## THINGS TO DO
a) According to the artist's statement, how far is the Lehigh Hanson Cement factory from Boissevain's childhood home?
b) From the artist's statement, copy the passage that opens with "Several of the" and closes with "the coming decades.", word for word.

╭─ TEXT UNDER STUDY

Artist's Statement

Barbara Boissevain

Photographer Barbara Boissevain recontextualizes urban and natural landscapes into abstract photographs. A Silicon Valley native, she uses photography to highlight environmental issues in the region. In her ongoing series titled "Big Dirty Secrets," she uses a vivid, yet abstract visual language to cultivate awareness and provoke meaningful discourse about environmental stewardship. The San Francisco Bay Area leads the nation in environmental awareness, yet it is among the most polluted regions in the United States. The most recent chapters in this series are "Salt Pond Restoration 2010 - 2019” and "Extraction 2013 - 2019.”

Several of the aerial shots included in this series are of industrial salt ponds that have existed in the South Bay since the1800's and are characterized by environmentalists as having taken away the lungs of the Bay. Currently, they are a part of the South Bay Salt Pond Restoration Project, the largest wetland restoration program in the United States. Over the course of the next sixty years, these salt ponds will go back to their natural state. To date, this massive conservation project has restored over 15,000 acres and when completed will have cost over 100 million dollars. As the dramatic changes in the Bay continue, Boissevain will add to this series by documenting the increasing biodiversity from the ground as well as on the microbial level over the coming decades.

Exploring the subject of extraction since 2013, Boissevain began by photographing the Lehigh Hanson Cement factory, located only two miles from her childhood home in Cupertino, CA. The cement extracted there is used to produce the tremendous infrastructure needed to sustain Silicon Valley’s relentless growth. A byproduct of this factory is toxic waste polluting the Stevens Creek Watershed, carrying contaminants all the way to the San Francisco Bay, a metropolitan region with over 7 million inhabitants. Boissevain will continue photographing this and other extraction sites within close proximity to densely populated areas.

╰─
╭─ EXTRACTED ENTRIES

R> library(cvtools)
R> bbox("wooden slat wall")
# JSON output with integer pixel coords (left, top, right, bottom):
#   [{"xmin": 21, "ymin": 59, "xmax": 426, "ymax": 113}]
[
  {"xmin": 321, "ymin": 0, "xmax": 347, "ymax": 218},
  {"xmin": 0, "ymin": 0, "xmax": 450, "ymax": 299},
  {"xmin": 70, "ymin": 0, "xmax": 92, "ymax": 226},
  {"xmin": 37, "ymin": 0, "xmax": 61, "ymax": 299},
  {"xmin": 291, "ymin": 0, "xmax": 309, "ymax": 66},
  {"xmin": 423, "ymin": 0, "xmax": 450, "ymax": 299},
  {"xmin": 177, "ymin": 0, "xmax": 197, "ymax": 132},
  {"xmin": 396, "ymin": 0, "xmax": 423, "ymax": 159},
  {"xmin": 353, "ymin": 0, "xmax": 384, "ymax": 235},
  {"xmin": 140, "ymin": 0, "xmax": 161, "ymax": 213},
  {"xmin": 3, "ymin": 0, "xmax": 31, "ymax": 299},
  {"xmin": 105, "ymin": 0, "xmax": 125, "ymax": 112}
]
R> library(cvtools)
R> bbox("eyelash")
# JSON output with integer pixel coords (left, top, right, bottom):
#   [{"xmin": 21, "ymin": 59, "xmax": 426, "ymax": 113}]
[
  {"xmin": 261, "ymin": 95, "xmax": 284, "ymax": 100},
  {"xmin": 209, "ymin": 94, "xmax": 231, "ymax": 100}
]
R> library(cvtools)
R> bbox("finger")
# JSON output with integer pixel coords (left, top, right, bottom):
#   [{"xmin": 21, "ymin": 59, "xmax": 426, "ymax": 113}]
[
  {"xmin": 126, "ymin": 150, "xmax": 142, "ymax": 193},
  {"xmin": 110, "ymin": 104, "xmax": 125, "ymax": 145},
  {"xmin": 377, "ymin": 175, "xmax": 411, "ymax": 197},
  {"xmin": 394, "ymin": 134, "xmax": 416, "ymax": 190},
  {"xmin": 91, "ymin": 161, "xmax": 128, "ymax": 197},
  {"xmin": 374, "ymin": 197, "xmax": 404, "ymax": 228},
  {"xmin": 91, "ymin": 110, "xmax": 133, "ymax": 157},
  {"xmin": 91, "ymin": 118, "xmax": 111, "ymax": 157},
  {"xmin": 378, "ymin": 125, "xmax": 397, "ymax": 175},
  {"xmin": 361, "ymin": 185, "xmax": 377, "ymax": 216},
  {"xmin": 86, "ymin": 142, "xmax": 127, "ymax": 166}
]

╰─

## RESPONSES IN ORDER
a) Two miles.

b)
Several of the aerial shots included in this series are of industrial salt ponds that have existed in the South Bay since the1800's and are characterized by environmentalists as having taken away the lungs of the Bay. Currently, they are a part of the South Bay Salt Pond Restoration Project, the largest wetland restoration program in the United States. Over the course of the next sixty years, these salt ponds will go back to their natural state. To date, this massive conservation project has restored over 15,000 acres and when completed will have cost over 100 million dollars. As the dramatic changes in the Bay continue, Boissevain will add to this series by documenting the increasing biodiversity from the ground as well as on the microbial level over the coming decades.